* _Your goal_
List each line in the entries below that contains the word "marking".

* _Stored entries_

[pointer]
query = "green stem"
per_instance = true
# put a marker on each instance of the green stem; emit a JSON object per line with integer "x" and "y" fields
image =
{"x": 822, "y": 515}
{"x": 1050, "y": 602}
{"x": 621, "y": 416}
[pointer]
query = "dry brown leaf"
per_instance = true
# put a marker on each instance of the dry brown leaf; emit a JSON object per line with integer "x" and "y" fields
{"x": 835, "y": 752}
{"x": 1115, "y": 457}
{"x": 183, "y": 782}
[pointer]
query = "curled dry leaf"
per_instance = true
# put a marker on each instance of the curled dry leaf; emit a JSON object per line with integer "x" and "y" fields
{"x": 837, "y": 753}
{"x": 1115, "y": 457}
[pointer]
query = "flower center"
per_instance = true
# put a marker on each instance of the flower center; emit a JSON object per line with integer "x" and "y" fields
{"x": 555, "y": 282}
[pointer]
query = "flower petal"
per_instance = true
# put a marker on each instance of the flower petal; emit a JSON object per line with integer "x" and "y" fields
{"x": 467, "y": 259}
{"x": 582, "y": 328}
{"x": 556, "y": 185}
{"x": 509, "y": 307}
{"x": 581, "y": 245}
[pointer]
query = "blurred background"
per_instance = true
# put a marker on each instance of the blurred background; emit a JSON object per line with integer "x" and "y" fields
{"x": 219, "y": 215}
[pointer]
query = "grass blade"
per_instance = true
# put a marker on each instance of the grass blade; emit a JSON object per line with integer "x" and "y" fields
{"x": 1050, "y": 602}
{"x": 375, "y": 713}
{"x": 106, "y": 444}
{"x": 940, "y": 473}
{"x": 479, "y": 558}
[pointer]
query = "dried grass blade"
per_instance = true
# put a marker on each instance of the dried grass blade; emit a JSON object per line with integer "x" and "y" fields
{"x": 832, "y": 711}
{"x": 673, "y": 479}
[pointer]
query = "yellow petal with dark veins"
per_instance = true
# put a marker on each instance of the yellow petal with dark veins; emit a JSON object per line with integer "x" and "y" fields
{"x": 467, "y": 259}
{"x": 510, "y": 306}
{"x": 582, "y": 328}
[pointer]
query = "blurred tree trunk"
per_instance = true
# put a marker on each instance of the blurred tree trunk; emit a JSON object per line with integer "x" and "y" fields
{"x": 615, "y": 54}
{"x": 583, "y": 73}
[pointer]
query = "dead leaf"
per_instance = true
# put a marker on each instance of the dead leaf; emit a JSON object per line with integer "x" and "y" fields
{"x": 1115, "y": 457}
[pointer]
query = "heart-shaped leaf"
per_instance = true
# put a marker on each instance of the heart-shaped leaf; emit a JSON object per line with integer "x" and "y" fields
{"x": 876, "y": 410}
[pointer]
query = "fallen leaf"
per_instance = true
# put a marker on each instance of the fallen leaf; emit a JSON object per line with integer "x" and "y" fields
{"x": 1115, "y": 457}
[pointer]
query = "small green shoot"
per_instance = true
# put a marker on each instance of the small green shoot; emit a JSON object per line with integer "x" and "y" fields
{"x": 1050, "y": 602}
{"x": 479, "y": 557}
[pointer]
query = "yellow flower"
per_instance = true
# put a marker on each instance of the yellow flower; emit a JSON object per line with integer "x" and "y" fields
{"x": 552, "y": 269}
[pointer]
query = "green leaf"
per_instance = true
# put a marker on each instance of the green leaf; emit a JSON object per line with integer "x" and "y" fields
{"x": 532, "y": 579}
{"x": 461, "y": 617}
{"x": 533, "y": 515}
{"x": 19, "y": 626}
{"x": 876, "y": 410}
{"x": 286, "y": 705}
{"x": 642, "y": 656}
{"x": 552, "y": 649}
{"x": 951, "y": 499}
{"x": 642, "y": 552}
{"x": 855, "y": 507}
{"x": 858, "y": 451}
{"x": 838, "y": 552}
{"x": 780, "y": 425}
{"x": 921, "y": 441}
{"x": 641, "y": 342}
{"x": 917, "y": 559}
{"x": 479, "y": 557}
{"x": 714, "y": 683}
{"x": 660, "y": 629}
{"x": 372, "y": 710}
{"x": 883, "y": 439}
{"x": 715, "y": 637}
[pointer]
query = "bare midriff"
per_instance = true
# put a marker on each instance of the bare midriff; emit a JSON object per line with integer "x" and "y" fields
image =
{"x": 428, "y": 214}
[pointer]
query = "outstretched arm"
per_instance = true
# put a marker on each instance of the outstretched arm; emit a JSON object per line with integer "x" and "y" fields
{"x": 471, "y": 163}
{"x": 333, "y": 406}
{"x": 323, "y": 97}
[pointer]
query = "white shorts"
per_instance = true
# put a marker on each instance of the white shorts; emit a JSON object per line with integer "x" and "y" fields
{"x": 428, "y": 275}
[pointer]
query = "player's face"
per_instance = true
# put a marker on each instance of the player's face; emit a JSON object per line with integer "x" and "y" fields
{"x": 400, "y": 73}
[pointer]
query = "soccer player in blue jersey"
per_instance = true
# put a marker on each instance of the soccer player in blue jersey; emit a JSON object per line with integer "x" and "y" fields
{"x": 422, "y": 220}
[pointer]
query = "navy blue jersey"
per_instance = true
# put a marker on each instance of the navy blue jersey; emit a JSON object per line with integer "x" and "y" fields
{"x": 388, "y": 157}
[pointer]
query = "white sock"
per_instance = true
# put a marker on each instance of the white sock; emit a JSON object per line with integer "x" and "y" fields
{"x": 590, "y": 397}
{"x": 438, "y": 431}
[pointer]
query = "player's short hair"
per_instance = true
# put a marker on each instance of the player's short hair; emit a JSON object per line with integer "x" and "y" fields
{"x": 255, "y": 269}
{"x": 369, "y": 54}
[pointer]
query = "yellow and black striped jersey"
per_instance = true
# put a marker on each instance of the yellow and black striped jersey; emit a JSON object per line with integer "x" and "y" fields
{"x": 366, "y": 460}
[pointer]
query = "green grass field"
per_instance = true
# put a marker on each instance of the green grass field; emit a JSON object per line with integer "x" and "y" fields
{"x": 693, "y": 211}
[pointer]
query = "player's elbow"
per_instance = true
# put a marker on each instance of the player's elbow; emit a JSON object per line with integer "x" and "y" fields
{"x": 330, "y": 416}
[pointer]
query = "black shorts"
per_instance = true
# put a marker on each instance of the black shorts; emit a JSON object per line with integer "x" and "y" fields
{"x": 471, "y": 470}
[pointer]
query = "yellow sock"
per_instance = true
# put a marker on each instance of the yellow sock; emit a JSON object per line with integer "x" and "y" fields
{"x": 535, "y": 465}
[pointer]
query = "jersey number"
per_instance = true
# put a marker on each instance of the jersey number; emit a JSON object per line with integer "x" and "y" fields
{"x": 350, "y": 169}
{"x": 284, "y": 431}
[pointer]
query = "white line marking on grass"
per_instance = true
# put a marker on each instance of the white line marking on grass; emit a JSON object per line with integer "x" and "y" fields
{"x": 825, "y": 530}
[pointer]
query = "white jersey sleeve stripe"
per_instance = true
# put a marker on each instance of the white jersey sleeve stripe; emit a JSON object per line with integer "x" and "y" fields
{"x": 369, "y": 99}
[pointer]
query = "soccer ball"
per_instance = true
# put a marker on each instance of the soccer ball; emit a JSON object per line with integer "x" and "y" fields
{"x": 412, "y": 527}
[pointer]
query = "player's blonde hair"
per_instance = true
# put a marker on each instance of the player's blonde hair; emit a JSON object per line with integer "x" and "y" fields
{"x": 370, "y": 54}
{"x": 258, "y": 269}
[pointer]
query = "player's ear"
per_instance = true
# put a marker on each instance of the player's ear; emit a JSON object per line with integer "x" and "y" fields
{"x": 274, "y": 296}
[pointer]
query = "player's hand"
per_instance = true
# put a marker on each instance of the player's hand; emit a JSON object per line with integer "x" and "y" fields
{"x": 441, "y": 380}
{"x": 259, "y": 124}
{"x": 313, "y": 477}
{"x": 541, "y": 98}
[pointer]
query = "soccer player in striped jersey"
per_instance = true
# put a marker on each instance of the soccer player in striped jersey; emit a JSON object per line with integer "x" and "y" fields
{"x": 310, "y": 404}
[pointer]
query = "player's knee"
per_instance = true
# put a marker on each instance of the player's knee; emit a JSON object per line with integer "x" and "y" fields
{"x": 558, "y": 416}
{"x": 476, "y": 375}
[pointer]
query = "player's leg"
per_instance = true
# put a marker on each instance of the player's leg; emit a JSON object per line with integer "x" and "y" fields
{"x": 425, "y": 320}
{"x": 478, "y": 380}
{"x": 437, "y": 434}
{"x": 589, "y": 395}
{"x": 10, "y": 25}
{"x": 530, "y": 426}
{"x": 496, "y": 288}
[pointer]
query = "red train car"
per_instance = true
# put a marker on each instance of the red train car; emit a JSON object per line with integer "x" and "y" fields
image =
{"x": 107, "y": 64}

* _Task response_
query = "white line marking on grass"
# put a marker on each instance of the white line marking on grass; emit a JSON object per line with integer "x" and "y" fields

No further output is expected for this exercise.